> **Extracted material**
□ □ □

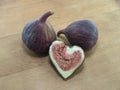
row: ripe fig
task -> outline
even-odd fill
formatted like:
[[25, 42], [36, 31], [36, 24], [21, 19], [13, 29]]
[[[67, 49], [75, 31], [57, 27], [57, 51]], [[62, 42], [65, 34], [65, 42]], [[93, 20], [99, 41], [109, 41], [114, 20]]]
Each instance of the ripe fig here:
[[23, 29], [22, 40], [30, 50], [37, 54], [47, 54], [49, 46], [56, 40], [56, 33], [47, 18], [52, 11], [46, 12], [41, 18], [29, 22]]
[[67, 46], [63, 41], [54, 41], [49, 48], [51, 62], [59, 74], [67, 79], [82, 65], [84, 51], [78, 46]]
[[97, 26], [90, 20], [75, 21], [57, 32], [57, 36], [60, 34], [64, 34], [71, 45], [78, 45], [84, 51], [92, 49], [98, 40]]

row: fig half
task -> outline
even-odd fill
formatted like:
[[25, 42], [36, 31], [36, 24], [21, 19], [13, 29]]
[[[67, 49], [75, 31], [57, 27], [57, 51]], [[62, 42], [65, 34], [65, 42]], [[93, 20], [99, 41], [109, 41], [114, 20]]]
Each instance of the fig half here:
[[81, 47], [67, 46], [63, 41], [52, 42], [49, 48], [51, 62], [59, 74], [67, 79], [82, 65], [85, 55]]

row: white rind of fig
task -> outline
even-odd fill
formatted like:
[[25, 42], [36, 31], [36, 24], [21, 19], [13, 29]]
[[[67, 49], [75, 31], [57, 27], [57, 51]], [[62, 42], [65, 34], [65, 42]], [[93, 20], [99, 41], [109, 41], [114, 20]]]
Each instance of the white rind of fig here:
[[67, 53], [68, 55], [71, 55], [71, 54], [74, 53], [75, 51], [80, 51], [81, 58], [79, 58], [79, 59], [80, 59], [80, 62], [77, 63], [77, 65], [76, 65], [74, 68], [72, 68], [72, 69], [70, 69], [70, 70], [68, 70], [68, 71], [62, 70], [62, 69], [60, 68], [60, 66], [58, 65], [58, 63], [56, 62], [56, 60], [53, 58], [53, 53], [52, 53], [52, 52], [53, 52], [53, 51], [52, 51], [52, 47], [53, 47], [54, 45], [56, 45], [56, 44], [62, 44], [62, 43], [64, 43], [64, 42], [58, 41], [58, 40], [54, 41], [54, 42], [51, 44], [50, 48], [49, 48], [49, 56], [50, 56], [50, 59], [51, 59], [53, 65], [55, 66], [55, 68], [56, 68], [57, 71], [59, 72], [59, 74], [60, 74], [64, 79], [67, 79], [69, 76], [71, 76], [71, 75], [73, 74], [73, 72], [74, 72], [78, 67], [80, 67], [80, 66], [82, 65], [82, 63], [84, 62], [85, 55], [84, 55], [84, 51], [83, 51], [83, 49], [82, 49], [81, 47], [78, 47], [78, 46], [69, 47], [69, 46], [65, 45], [65, 47], [66, 47], [66, 53]]

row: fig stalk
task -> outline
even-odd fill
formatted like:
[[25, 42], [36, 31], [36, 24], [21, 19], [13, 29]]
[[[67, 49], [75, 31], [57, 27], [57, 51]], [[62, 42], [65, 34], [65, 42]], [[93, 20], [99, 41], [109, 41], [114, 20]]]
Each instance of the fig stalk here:
[[43, 15], [41, 16], [41, 18], [39, 19], [39, 22], [45, 22], [45, 21], [47, 20], [47, 18], [48, 18], [49, 16], [53, 15], [53, 14], [54, 14], [53, 11], [48, 11], [48, 12], [46, 12], [45, 14], [43, 14]]

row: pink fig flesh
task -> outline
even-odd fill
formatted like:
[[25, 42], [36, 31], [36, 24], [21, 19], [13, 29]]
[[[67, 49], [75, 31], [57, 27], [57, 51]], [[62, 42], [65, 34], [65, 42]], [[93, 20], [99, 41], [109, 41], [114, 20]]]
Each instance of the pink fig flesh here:
[[84, 61], [84, 51], [78, 46], [69, 47], [62, 41], [54, 41], [49, 49], [53, 65], [59, 74], [68, 78]]

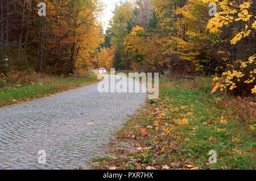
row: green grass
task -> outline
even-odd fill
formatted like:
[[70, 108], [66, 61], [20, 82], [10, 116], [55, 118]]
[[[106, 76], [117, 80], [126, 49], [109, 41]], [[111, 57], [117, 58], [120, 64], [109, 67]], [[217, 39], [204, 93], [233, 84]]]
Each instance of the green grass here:
[[[205, 81], [201, 80], [199, 83], [201, 86], [192, 89], [187, 89], [186, 83], [181, 84], [180, 81], [172, 81], [173, 87], [160, 92], [160, 96], [167, 98], [169, 110], [187, 106], [185, 109], [172, 113], [172, 117], [179, 119], [181, 114], [183, 115], [181, 117], [186, 117], [189, 120], [188, 125], [175, 128], [175, 132], [182, 132], [183, 137], [187, 138], [178, 140], [181, 151], [174, 153], [175, 157], [191, 160], [196, 166], [207, 169], [208, 151], [214, 150], [218, 159], [212, 169], [255, 167], [255, 132], [250, 129], [248, 123], [252, 120], [240, 121], [237, 115], [232, 115], [233, 108], [221, 108], [218, 102], [220, 99], [227, 98], [220, 97], [217, 94], [211, 95], [210, 87], [203, 83]], [[174, 99], [170, 100], [168, 98]], [[192, 112], [192, 115], [185, 116], [188, 112]], [[221, 123], [221, 116], [226, 120], [224, 123]], [[171, 159], [169, 160], [171, 161]]]
[[[131, 150], [115, 150], [126, 158], [105, 161], [97, 169], [108, 165], [120, 169], [148, 166], [162, 169], [164, 165], [188, 169], [192, 165], [199, 169], [255, 169], [255, 110], [251, 102], [210, 94], [212, 82], [208, 78], [162, 77], [160, 81], [159, 99], [149, 100], [145, 109], [117, 133], [120, 140], [135, 143], [133, 159], [129, 156]], [[222, 106], [222, 102], [227, 106]], [[243, 110], [243, 104], [251, 105]], [[245, 117], [248, 112], [250, 116]], [[167, 128], [171, 129], [168, 133]], [[145, 128], [146, 133], [142, 133]], [[138, 147], [143, 149], [138, 150]], [[217, 153], [216, 163], [208, 163], [211, 150]]]
[[4, 87], [0, 89], [0, 107], [50, 96], [97, 81], [97, 75], [90, 73], [86, 77], [41, 78], [36, 80], [35, 85], [30, 83], [19, 87]]

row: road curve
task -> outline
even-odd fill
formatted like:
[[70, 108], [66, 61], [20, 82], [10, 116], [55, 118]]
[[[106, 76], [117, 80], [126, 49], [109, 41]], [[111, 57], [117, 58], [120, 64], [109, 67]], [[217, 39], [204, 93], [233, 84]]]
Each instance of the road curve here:
[[[91, 158], [104, 156], [146, 95], [100, 93], [97, 85], [1, 108], [0, 169], [88, 169]], [[39, 150], [46, 164], [38, 163]]]

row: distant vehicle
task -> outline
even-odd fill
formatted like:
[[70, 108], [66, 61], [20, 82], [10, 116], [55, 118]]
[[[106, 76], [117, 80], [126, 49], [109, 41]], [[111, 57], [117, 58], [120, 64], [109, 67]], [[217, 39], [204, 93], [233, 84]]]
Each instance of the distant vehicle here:
[[98, 74], [106, 74], [106, 70], [105, 68], [100, 68], [98, 69]]

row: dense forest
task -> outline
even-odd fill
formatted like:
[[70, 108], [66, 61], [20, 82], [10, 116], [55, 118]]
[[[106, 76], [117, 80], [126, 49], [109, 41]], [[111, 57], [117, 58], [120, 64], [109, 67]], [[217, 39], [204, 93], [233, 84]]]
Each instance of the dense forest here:
[[2, 75], [114, 67], [214, 77], [213, 92], [256, 92], [255, 1], [120, 1], [105, 32], [100, 0], [44, 1], [46, 16], [39, 1], [0, 1]]
[[[38, 5], [46, 4], [46, 16]], [[1, 0], [0, 67], [73, 74], [94, 66], [104, 39], [97, 0]]]
[[[212, 2], [217, 7], [213, 16]], [[114, 57], [116, 68], [217, 75], [213, 92], [218, 89], [251, 95], [255, 92], [255, 7], [254, 1], [121, 2], [106, 32], [104, 53]]]

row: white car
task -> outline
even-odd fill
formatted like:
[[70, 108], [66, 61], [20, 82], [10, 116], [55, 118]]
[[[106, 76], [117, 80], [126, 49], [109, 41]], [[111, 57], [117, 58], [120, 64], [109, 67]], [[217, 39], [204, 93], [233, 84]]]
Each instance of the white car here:
[[106, 70], [105, 68], [100, 68], [98, 69], [98, 74], [106, 74]]

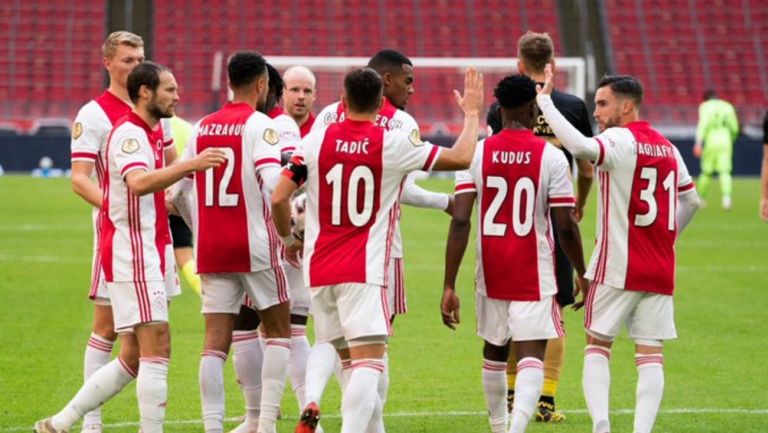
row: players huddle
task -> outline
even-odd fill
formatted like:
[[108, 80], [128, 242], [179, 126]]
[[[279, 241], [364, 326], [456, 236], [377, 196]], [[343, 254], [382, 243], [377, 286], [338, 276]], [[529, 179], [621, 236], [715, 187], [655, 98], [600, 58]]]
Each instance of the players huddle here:
[[[483, 76], [466, 71], [463, 92], [454, 91], [463, 129], [451, 148], [422, 141], [405, 113], [414, 69], [397, 51], [349, 72], [341, 101], [317, 118], [311, 71], [294, 67], [280, 77], [258, 53], [237, 52], [228, 64], [232, 101], [195, 125], [177, 158], [163, 121], [179, 101], [173, 73], [144, 61], [140, 37], [110, 35], [110, 87], [78, 113], [72, 139], [73, 188], [97, 209], [85, 383], [35, 431], [67, 432], [84, 418], [84, 432], [100, 433], [98, 408], [133, 379], [140, 431], [163, 431], [168, 308], [179, 293], [170, 211], [194, 233], [206, 433], [223, 433], [230, 347], [246, 401], [236, 432], [277, 431], [289, 375], [301, 406], [295, 431], [322, 431], [320, 399], [337, 369], [341, 431], [384, 432], [387, 341], [407, 305], [399, 233], [406, 203], [452, 215], [441, 301], [450, 328], [460, 322], [456, 276], [477, 207], [477, 334], [492, 432], [564, 419], [554, 404], [561, 314], [578, 293], [593, 432], [610, 431], [608, 359], [624, 324], [636, 344], [634, 428], [650, 432], [664, 386], [662, 344], [676, 337], [674, 241], [698, 195], [677, 149], [639, 120], [635, 78], [598, 83], [601, 133], [590, 138], [583, 101], [553, 91], [551, 39], [529, 32], [518, 48], [520, 74], [496, 85], [494, 135], [479, 142]], [[286, 111], [277, 105], [282, 96]], [[579, 168], [577, 194], [570, 164]], [[433, 170], [457, 171], [455, 199], [413, 181], [411, 173]], [[577, 222], [593, 173], [598, 236], [587, 266]]]

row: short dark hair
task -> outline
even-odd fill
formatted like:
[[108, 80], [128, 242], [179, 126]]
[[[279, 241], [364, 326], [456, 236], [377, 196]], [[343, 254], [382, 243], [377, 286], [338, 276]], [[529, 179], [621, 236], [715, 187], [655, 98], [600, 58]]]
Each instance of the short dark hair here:
[[608, 86], [614, 93], [630, 98], [635, 104], [643, 103], [643, 85], [631, 75], [605, 75], [597, 83], [597, 88]]
[[138, 66], [133, 68], [131, 73], [128, 74], [126, 85], [131, 102], [135, 104], [139, 101], [139, 89], [141, 89], [141, 86], [147, 86], [153, 92], [156, 91], [160, 86], [160, 74], [163, 72], [171, 72], [171, 70], [167, 66], [150, 61], [139, 63]]
[[413, 63], [403, 53], [395, 50], [381, 50], [368, 61], [368, 67], [379, 74], [393, 70], [399, 71], [403, 69], [403, 65], [413, 66]]
[[527, 31], [517, 40], [517, 57], [530, 72], [542, 72], [555, 56], [555, 44], [548, 33]]
[[525, 75], [509, 75], [499, 81], [493, 96], [504, 108], [519, 107], [536, 98], [536, 83]]
[[356, 69], [344, 77], [344, 94], [350, 110], [358, 113], [378, 111], [383, 98], [384, 81], [371, 68]]
[[267, 61], [256, 51], [238, 51], [229, 59], [227, 76], [234, 88], [253, 83], [266, 72]]
[[275, 95], [275, 101], [279, 101], [280, 98], [283, 97], [283, 88], [285, 87], [283, 77], [281, 77], [280, 72], [269, 63], [267, 63], [267, 73], [269, 74], [269, 91]]

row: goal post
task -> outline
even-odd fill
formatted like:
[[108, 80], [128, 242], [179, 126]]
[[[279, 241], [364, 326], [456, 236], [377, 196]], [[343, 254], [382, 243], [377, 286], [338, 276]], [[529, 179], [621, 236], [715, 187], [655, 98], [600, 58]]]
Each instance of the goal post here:
[[[317, 77], [315, 114], [326, 105], [338, 101], [344, 74], [365, 66], [368, 57], [265, 56], [281, 73], [295, 65], [306, 66]], [[408, 111], [424, 135], [455, 135], [461, 130], [462, 115], [453, 98], [453, 89], [462, 90], [464, 71], [473, 66], [485, 76], [486, 109], [493, 101], [493, 89], [505, 76], [517, 72], [514, 57], [411, 57], [414, 67], [415, 92]], [[555, 86], [584, 98], [586, 63], [580, 57], [555, 59]], [[484, 120], [484, 118], [483, 118]]]

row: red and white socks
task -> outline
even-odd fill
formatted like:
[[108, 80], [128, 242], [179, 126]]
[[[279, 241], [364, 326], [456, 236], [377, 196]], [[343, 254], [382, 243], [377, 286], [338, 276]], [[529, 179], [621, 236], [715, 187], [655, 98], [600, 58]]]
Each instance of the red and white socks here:
[[[611, 429], [608, 420], [608, 393], [611, 387], [610, 359], [611, 349], [603, 346], [590, 344], [584, 351], [584, 372], [581, 384], [587, 409], [592, 417], [593, 433], [605, 433]], [[517, 404], [517, 398], [515, 404]]]
[[[276, 433], [277, 414], [288, 375], [289, 338], [264, 339], [264, 364], [261, 369], [261, 414], [258, 433]], [[146, 433], [146, 432], [145, 432]]]
[[635, 433], [650, 433], [659, 413], [664, 394], [664, 355], [635, 354], [637, 391], [635, 400]]
[[245, 431], [257, 431], [261, 412], [261, 367], [264, 361], [259, 332], [233, 332], [232, 355], [237, 383], [245, 399]]
[[483, 360], [483, 393], [492, 433], [507, 431], [507, 363]]
[[[541, 386], [544, 384], [544, 362], [538, 358], [525, 357], [517, 362], [515, 378], [515, 406], [509, 433], [523, 433], [536, 410]], [[505, 395], [506, 406], [506, 395]]]
[[224, 364], [227, 354], [204, 350], [200, 357], [200, 402], [205, 433], [224, 432]]
[[[85, 346], [85, 356], [83, 359], [83, 383], [96, 373], [101, 367], [109, 363], [109, 357], [112, 354], [112, 348], [115, 342], [91, 333], [88, 338], [88, 345]], [[83, 430], [88, 426], [101, 424], [101, 408], [96, 408], [83, 416]]]
[[307, 339], [306, 325], [291, 325], [291, 356], [288, 361], [288, 377], [291, 379], [291, 387], [296, 394], [299, 408], [303, 409], [307, 401], [305, 397], [307, 359], [311, 347]]
[[352, 374], [341, 403], [341, 433], [360, 433], [368, 426], [379, 400], [378, 384], [384, 372], [382, 359], [352, 361]]
[[69, 431], [84, 414], [100, 407], [136, 378], [120, 357], [93, 373], [67, 406], [51, 418], [58, 430]]
[[168, 402], [168, 358], [139, 359], [136, 397], [139, 401], [139, 428], [142, 433], [163, 433]]

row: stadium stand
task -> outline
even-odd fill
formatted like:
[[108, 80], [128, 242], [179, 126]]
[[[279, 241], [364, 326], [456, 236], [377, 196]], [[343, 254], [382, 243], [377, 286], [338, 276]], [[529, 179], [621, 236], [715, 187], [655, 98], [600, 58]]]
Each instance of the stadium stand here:
[[695, 124], [708, 88], [758, 123], [768, 100], [768, 5], [761, 0], [604, 0], [615, 71], [646, 83], [645, 116]]

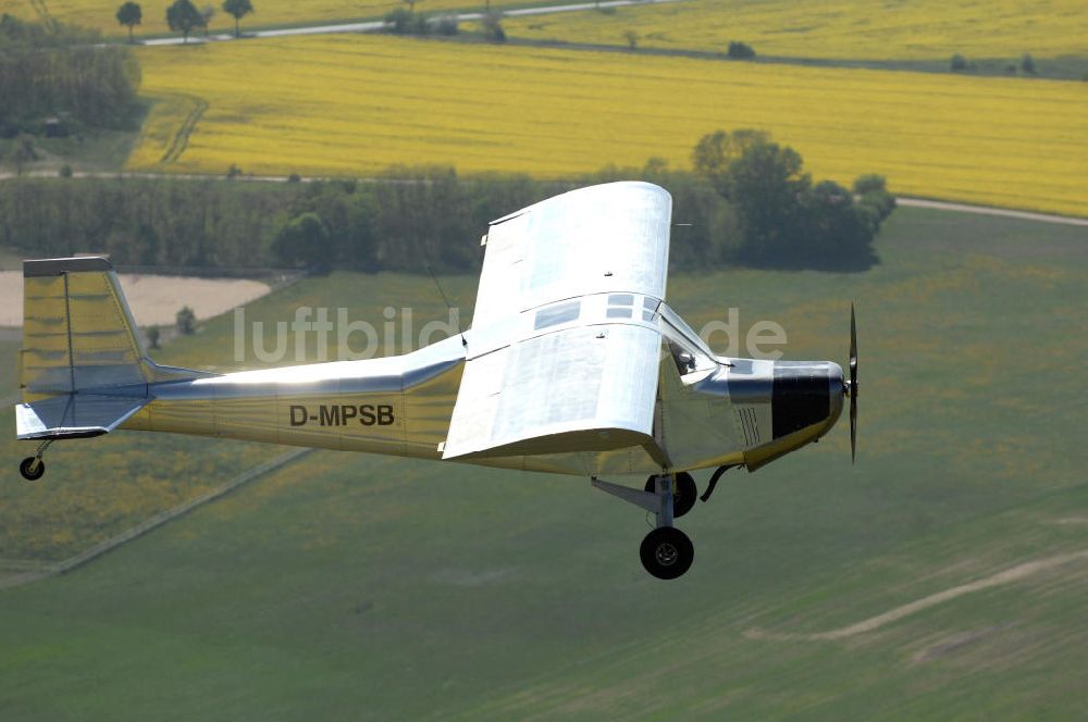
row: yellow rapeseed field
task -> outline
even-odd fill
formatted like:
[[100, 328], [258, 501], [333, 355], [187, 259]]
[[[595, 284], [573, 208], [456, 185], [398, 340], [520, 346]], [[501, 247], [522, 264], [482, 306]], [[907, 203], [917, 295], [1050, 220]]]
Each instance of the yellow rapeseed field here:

□ □ □

Please copy the material between the lines holding "row: green grass" and "Each instance of the green", inclusive, word for word.

row: green grass
task -> outline
even-odd fill
formatted like:
[[70, 108], [66, 61], [20, 82], [10, 116], [55, 118]]
[[[106, 76], [117, 80], [126, 49], [109, 41]], [[111, 57], [117, 58], [120, 64], [109, 67]], [[217, 39], [204, 93], [233, 84]]]
Each instance of the green grass here:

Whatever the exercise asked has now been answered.